[[ TEXT PASSAGE, beginning ]]
Just a couple of months after buying Bookish from a consortium of leading publishers, Zola Books has struck a prestigious deal with the New York Public Library to use the book recommendation tool (that’s Bookish) in its BiblioCommons online catalog.
The deal will see library users offered relevant book suggestions when they are searching. They can find recommended books by clicking on a title to see a set of related titles.
NYPL Chief Library Officer Mary Lee Kennedy says: “Discovering a new book is essential to further a love of reading. Working with Bookish, the library is able to offer our users a unique resource that supports their interests and fosters the joy of discovery.”
Bookish Recommends uses an algorithm that identifies recommended books based on similar characteristics. Some recommendation tools use criteria based on what other readers are looking for but the Bookish engine claims to match users to books based on a range of attributes and to filter out irrelevant titles.
Zola Books CEO Joe Regal says: “Discovering great books on library shelves when I was a kid made me the huge reader I am today.
“To be able to partner with one of the best libraries in the world to offer the serendipity of book discovery online through Bookish Recommends is a tremendous thrill. We are hoping that readers enjoy those unexpected connections that make recommendations so important.”
[[ TEXT PASSAGE, end ]]
[[ STORED DATA, beginning ]]
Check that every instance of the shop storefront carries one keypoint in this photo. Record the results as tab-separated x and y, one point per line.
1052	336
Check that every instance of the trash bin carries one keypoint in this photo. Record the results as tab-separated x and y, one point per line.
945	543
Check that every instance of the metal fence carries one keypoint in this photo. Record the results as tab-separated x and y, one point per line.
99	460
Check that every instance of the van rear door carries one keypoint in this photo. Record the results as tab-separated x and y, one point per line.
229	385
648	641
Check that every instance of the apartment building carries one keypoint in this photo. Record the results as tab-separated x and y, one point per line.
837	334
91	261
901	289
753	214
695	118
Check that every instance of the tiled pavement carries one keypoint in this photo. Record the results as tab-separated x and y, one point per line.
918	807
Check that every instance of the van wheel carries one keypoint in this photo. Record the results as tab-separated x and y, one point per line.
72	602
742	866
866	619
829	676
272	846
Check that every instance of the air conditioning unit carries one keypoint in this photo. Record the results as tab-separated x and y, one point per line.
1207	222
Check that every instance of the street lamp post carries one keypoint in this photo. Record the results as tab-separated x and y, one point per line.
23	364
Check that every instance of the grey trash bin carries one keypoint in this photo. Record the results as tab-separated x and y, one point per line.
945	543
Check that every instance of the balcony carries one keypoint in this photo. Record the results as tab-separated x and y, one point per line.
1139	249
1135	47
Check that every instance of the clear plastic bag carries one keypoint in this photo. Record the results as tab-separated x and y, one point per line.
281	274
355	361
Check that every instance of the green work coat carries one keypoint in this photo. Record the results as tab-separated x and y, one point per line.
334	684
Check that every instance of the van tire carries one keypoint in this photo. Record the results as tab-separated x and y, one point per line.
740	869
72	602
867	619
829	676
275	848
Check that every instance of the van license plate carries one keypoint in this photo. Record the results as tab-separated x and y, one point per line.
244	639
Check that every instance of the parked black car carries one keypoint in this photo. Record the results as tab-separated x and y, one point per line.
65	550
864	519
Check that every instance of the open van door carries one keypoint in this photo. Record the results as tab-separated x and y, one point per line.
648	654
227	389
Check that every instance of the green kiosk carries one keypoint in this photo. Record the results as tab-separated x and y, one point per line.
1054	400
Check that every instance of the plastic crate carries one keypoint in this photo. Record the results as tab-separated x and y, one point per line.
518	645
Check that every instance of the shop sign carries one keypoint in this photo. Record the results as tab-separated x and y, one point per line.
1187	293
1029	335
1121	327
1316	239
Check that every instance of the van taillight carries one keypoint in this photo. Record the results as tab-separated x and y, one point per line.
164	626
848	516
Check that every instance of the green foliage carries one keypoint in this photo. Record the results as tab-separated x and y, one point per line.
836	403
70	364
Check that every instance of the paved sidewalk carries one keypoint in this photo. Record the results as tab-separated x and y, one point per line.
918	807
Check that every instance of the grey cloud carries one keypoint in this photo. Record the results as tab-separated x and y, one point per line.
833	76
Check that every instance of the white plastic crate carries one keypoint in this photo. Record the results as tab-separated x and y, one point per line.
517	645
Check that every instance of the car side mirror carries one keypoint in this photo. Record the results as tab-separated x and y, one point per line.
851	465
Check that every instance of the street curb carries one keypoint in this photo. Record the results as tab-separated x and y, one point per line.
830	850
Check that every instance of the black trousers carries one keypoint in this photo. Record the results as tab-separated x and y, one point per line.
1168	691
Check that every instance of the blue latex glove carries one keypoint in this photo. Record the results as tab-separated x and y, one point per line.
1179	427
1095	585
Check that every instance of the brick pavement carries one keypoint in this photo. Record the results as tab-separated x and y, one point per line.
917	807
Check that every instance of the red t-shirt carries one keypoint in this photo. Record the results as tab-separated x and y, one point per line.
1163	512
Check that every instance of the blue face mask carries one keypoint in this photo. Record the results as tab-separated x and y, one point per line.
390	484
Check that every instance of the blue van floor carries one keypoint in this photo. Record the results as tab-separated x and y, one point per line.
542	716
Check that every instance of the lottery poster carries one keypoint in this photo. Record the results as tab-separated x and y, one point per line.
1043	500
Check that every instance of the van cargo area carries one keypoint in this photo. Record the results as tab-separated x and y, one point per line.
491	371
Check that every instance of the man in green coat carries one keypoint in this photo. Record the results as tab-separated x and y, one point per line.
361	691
[[ STORED DATA, end ]]
= WORK ITEM =
Recast the paragraph of the article about Bookish that begins "Bookish Recommends uses an algorithm" as a short bulleted list, keeping its main facts. The rows are separate material with no tie to the article about Bookish.

= RESPONSE TO THE EXERCISE =
- Bookish Recommends uses an algorithm that finds recommended books based on similar characteristics.
- Some recommendation tools rely on what other readers are looking for.
- The Bookish engine claims to match users to books using a range of attributes.
- It also claims to filter out irrelevant titles.